* WORK TO COMPLETE *
From the listing below, return the lines starting at the one containing "Where can the concrete ledge" and ending at the one containing "pixel 163 794", both included, with each line unchanged.

* MATERIAL PROVIDED *
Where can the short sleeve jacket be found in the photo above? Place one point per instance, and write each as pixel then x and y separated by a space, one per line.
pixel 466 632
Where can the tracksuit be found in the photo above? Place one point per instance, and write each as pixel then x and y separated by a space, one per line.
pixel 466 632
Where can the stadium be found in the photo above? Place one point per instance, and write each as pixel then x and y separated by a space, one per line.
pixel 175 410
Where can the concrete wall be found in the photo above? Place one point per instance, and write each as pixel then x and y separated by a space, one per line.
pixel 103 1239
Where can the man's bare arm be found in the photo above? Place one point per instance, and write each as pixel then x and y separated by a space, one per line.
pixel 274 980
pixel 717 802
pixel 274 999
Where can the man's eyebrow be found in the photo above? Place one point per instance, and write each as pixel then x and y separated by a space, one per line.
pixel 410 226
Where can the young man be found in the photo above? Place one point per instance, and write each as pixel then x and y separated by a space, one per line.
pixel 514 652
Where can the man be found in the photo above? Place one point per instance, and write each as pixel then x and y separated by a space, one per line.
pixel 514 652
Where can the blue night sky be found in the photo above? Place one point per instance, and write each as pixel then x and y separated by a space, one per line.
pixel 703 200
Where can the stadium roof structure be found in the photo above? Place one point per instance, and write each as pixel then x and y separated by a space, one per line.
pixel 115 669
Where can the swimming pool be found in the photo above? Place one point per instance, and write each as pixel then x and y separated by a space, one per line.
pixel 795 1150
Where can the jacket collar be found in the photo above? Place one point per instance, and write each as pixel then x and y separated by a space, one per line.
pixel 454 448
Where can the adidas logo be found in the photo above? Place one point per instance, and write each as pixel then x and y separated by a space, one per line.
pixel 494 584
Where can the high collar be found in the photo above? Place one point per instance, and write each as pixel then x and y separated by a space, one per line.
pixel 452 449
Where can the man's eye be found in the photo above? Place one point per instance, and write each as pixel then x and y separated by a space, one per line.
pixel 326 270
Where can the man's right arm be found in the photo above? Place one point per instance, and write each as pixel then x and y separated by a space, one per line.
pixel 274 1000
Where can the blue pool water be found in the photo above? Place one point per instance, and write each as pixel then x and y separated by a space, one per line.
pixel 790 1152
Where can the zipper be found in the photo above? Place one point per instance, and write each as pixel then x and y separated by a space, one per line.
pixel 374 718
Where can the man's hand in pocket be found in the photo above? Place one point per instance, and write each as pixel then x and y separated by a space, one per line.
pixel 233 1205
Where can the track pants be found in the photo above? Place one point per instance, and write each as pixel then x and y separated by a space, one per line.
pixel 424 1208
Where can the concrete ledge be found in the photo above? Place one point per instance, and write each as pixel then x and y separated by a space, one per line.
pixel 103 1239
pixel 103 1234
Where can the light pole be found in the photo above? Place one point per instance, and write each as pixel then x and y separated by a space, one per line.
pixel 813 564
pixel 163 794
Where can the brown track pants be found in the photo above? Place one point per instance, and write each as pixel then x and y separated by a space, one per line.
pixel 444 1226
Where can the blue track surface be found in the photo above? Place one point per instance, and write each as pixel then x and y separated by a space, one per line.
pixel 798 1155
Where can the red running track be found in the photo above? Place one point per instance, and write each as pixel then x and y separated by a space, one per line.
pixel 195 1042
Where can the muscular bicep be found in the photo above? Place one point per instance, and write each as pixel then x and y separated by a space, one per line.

* OUTPUT OF THE EXERCISE *
Where can the concrete ledge be found in the photo above? Place one point per instance, and write each as pixel then x and y separated by a space, one per line.
pixel 103 1239
pixel 103 1234
Where can the light pole be found in the photo above? Place one point per instance, and write each as pixel then x and y separated by a space, one per line.
pixel 813 564
pixel 163 794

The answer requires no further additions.